● **REQUISITOS DO EXERCÍCIO**: Por favor, reproduza sem alterações tudo desde a primeira das linhas abaixo até a linha que contém "point(283, 182)", incluindo as duas extremidades. Não acrescente nenhuma outra linha.

····················

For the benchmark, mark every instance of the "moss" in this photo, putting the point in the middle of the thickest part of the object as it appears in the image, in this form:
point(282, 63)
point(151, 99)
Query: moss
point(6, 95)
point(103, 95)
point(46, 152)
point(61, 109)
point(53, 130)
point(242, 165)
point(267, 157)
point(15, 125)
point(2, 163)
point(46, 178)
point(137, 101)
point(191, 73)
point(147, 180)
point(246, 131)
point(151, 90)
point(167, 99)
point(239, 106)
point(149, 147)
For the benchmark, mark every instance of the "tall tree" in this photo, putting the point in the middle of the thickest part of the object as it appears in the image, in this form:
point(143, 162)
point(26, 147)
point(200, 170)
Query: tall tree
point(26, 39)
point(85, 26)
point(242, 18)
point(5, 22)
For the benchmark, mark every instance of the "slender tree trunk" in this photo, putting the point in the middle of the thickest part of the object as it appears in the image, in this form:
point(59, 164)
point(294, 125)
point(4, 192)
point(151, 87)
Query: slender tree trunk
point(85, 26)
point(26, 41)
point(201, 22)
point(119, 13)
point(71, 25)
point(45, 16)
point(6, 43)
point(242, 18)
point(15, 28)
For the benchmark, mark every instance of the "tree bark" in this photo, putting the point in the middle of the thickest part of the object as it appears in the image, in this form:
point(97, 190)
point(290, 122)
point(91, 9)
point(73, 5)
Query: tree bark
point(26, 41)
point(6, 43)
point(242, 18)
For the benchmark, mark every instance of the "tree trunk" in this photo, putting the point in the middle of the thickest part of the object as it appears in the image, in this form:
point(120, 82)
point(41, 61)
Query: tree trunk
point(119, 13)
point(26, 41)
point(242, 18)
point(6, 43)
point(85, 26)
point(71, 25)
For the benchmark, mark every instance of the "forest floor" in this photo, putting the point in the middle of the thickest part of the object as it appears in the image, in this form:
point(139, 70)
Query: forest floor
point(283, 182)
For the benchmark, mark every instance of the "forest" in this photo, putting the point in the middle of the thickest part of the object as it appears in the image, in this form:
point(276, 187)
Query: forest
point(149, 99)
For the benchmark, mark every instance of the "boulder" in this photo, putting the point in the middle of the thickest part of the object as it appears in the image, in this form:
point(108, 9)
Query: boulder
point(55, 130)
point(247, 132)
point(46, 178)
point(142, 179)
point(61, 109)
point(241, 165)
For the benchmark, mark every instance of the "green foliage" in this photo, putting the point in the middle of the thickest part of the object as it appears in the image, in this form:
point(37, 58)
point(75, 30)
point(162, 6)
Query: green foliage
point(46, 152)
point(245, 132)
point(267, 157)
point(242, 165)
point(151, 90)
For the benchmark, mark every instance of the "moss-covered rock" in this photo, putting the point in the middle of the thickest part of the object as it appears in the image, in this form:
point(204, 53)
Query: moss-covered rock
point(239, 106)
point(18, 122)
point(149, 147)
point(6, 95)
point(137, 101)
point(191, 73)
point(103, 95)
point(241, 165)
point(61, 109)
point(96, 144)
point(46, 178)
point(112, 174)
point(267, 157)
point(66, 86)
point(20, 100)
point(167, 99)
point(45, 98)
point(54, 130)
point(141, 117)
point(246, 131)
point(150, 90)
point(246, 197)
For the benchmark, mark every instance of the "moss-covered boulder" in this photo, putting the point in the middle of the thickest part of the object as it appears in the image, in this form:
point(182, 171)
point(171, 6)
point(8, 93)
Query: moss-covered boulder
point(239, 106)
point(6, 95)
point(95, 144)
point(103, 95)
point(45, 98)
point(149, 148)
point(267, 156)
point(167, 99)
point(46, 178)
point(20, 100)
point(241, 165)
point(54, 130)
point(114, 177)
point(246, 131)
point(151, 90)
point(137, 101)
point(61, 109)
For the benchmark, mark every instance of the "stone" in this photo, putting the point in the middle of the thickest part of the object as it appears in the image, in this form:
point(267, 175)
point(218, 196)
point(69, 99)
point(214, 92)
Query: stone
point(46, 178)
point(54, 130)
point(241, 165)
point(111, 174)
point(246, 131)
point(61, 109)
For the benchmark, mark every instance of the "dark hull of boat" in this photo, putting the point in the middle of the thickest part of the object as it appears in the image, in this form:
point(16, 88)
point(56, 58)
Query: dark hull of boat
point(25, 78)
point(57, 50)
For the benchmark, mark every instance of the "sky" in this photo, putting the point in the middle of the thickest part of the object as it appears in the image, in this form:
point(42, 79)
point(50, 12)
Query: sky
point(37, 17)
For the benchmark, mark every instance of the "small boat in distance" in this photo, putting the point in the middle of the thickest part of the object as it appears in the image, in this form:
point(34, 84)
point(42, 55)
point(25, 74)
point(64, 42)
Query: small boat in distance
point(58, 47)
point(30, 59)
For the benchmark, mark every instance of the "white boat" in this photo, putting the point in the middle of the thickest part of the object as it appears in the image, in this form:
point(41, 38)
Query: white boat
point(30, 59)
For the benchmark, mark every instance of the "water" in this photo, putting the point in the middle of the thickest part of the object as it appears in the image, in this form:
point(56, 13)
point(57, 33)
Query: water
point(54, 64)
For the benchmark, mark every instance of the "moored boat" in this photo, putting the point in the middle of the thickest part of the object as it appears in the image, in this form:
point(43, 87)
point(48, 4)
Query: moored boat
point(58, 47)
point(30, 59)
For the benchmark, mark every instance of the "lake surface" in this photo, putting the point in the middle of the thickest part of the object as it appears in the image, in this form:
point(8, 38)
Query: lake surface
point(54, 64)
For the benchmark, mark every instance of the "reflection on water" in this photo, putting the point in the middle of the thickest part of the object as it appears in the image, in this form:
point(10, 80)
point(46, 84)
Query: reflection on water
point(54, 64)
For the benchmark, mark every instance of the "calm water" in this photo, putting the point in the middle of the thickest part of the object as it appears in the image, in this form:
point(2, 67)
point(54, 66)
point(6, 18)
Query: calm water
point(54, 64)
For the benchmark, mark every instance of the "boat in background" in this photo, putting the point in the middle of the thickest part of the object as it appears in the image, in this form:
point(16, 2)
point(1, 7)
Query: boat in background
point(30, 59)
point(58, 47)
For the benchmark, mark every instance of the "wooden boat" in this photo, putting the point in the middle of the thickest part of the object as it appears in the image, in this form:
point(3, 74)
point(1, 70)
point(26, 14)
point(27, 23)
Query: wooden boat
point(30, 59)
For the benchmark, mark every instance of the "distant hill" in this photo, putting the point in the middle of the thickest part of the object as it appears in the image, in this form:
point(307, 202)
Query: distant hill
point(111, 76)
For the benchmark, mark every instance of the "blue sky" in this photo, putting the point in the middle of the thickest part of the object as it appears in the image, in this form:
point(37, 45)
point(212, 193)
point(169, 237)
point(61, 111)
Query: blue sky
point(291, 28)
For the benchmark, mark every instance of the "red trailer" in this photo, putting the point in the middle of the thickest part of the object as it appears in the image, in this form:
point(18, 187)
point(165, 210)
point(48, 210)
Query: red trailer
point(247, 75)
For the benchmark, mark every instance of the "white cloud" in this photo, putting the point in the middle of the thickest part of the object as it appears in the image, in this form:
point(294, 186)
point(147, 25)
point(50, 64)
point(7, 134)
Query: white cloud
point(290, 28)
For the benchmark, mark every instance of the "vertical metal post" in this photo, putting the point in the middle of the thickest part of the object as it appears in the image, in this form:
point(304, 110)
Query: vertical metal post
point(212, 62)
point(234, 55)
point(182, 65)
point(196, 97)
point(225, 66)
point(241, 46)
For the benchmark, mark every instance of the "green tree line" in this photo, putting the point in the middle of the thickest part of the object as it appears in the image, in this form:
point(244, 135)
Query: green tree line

····················

● **A RESPOSTA**:
For the benchmark, mark every instance of the "moss" in this photo, putting the point in the middle of the thickest part of the object as it appears in the image, in this form:
point(282, 63)
point(151, 99)
Query: moss
point(6, 95)
point(103, 95)
point(46, 152)
point(61, 109)
point(53, 130)
point(242, 165)
point(267, 157)
point(15, 125)
point(2, 163)
point(46, 178)
point(137, 101)
point(191, 73)
point(147, 180)
point(246, 131)
point(151, 90)
point(167, 99)
point(239, 106)
point(149, 147)
For the benchmark, mark every instance of the "tall tree" in this photo, putting the point in the middle of the thickest part of the object as it appears in the image, in this form:
point(143, 162)
point(26, 147)
point(200, 170)
Query: tall tree
point(26, 39)
point(85, 26)
point(242, 18)
point(5, 22)
For the benchmark, mark every instance of the "slender tree trunk" in this photo, putting the point in the middle of the thickest part of the object as it appears in the image, in this form:
point(59, 164)
point(294, 125)
point(4, 192)
point(151, 87)
Query: slender tree trunk
point(85, 26)
point(26, 41)
point(201, 22)
point(119, 13)
point(71, 25)
point(45, 16)
point(6, 43)
point(242, 18)
point(15, 28)
For the benchmark, mark every instance of the "tree bark" in this photo, putting the point in the middle of the thickest part of the object as it appears in the image, in this form:
point(97, 190)
point(290, 122)
point(91, 9)
point(73, 5)
Query: tree bark
point(26, 41)
point(6, 43)
point(242, 18)
For the benchmark, mark every instance of the "tree trunk" in this photo, putting the point in the middle of the thickest part of the object as it appears in the image, in this form:
point(120, 82)
point(41, 61)
Query: tree trunk
point(119, 13)
point(26, 41)
point(242, 18)
point(6, 43)
point(85, 26)
point(71, 25)
For the benchmark, mark every instance of the "forest floor" in this photo, putting the point in the middle of the thickest part of the object as it appears in the image, in this form:
point(139, 70)
Query: forest floor
point(283, 182)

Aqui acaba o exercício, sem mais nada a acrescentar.